What you will do.
Count how many lines in the entries below contain the string "mountain", treating uppercase and lowercase as different, and reply with that number alone.

Data provided.
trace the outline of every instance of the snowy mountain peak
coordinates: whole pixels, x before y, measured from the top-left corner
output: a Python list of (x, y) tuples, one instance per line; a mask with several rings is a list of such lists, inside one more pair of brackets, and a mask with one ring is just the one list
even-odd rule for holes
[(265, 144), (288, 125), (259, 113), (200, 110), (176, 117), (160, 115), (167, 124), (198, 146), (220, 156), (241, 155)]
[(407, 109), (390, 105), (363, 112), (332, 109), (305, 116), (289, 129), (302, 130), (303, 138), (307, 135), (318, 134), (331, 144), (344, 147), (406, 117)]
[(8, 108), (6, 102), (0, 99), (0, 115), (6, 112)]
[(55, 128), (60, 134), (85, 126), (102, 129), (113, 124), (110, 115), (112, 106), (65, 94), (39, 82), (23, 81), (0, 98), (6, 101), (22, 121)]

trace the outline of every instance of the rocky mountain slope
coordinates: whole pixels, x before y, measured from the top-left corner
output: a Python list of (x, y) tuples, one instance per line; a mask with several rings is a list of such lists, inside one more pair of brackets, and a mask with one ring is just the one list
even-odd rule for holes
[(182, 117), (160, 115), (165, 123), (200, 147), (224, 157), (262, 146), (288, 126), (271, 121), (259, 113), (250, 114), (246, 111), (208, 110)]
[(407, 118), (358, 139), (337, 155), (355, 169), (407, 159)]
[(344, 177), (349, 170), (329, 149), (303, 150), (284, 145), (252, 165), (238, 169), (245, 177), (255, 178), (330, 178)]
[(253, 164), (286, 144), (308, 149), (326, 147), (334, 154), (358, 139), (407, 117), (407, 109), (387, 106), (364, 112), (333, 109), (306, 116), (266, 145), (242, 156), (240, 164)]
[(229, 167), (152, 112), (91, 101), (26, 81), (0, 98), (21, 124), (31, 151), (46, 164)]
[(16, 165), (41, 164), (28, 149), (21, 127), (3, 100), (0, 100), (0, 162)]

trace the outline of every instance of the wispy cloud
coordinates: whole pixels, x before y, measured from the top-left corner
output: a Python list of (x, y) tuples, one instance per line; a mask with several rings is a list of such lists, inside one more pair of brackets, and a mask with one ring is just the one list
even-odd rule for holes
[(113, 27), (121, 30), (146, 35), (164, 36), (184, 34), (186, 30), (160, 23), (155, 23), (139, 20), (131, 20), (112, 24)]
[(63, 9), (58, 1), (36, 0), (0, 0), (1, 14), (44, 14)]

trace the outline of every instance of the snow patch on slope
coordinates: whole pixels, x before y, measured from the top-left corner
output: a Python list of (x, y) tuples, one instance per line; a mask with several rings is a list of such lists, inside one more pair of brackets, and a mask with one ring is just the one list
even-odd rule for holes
--
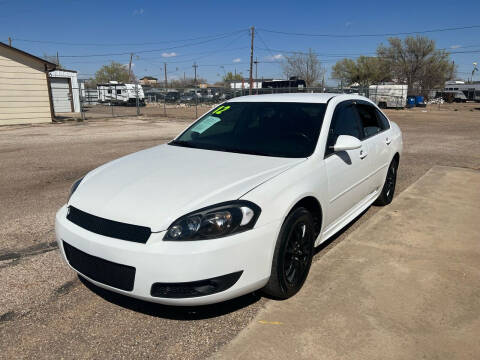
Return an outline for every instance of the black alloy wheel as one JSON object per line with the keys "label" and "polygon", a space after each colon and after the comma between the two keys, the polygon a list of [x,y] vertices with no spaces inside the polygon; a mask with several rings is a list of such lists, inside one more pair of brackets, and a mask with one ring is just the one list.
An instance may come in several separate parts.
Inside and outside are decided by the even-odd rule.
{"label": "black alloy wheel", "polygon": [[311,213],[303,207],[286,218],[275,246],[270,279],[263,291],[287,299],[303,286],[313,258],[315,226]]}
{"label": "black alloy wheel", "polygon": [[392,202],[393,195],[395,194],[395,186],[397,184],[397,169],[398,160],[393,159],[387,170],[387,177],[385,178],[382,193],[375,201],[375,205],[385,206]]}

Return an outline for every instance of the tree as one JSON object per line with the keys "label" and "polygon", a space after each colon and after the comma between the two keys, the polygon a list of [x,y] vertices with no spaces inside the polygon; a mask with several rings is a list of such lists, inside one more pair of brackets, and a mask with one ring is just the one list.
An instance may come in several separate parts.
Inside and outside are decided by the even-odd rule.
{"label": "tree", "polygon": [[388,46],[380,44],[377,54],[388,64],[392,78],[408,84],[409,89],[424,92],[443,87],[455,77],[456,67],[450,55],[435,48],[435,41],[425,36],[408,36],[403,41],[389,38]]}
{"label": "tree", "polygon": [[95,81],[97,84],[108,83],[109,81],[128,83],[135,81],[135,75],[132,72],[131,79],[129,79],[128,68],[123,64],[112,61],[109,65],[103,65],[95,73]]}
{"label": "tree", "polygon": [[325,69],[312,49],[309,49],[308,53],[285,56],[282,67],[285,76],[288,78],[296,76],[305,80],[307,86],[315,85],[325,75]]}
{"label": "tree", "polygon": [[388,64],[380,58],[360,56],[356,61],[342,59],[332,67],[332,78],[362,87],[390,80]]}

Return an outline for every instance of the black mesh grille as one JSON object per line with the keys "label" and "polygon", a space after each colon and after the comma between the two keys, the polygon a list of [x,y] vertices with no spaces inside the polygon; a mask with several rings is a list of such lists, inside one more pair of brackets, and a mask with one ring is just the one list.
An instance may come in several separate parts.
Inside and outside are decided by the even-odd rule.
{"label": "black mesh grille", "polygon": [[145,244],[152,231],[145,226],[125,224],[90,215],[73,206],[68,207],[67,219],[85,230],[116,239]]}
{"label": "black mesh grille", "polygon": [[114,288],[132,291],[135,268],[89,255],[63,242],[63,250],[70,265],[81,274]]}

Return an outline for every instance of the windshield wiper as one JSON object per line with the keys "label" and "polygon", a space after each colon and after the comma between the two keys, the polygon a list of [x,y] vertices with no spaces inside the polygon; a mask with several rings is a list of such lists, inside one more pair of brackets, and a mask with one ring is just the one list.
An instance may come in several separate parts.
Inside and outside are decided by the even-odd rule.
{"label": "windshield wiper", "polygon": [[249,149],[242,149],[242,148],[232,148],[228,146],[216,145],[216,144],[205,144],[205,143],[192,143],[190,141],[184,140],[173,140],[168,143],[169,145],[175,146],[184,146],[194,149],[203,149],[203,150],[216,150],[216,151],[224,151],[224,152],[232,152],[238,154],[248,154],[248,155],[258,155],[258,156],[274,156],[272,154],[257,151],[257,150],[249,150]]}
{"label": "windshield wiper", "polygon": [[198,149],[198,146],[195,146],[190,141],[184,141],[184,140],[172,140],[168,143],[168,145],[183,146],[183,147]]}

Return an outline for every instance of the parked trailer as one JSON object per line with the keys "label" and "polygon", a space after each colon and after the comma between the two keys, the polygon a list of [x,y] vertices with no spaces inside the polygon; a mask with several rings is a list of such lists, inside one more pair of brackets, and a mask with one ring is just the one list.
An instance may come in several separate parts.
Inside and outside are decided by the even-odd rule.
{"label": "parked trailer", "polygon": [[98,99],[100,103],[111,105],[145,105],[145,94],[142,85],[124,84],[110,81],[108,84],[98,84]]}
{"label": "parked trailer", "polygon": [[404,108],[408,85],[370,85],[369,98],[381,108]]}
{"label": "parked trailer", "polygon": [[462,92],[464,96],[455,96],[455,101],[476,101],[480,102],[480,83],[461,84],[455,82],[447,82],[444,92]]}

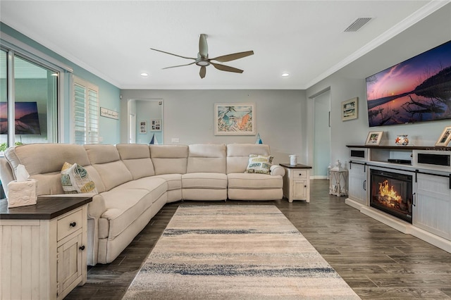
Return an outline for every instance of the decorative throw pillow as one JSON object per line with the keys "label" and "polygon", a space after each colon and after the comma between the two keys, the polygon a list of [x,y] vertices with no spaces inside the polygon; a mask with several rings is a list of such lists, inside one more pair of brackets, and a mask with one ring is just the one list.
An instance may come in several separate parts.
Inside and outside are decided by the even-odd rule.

Solution below.
2